EXERCISE DIRECTIONS: How many lines in the records below hold the string "region"? Please answer with the number and nothing more.

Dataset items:
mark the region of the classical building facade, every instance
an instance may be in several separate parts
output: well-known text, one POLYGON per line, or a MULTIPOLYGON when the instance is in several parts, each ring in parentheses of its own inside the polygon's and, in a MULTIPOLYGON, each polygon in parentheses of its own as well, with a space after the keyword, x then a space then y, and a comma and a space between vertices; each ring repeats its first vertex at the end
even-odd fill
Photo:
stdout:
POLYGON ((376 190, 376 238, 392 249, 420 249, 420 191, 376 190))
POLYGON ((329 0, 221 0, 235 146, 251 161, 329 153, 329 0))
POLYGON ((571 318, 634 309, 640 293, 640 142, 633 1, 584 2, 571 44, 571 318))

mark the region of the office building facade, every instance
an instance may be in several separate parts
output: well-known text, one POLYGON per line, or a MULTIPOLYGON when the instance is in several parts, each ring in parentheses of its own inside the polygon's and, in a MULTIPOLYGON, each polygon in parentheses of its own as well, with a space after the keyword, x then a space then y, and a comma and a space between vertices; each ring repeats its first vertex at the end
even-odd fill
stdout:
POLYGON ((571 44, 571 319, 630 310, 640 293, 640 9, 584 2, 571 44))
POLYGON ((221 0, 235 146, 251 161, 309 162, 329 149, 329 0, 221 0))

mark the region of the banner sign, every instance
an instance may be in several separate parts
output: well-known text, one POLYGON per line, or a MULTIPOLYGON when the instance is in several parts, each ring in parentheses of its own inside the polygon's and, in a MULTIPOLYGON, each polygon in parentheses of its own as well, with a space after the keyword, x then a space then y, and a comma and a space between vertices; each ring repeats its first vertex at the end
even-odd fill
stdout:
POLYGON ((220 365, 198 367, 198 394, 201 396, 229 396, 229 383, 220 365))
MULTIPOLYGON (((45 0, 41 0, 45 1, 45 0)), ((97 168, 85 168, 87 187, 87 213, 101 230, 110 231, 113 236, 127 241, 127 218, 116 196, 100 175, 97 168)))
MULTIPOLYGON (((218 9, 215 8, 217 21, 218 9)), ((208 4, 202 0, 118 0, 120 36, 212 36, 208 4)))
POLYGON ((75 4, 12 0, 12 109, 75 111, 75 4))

RESPONSE AREA: 3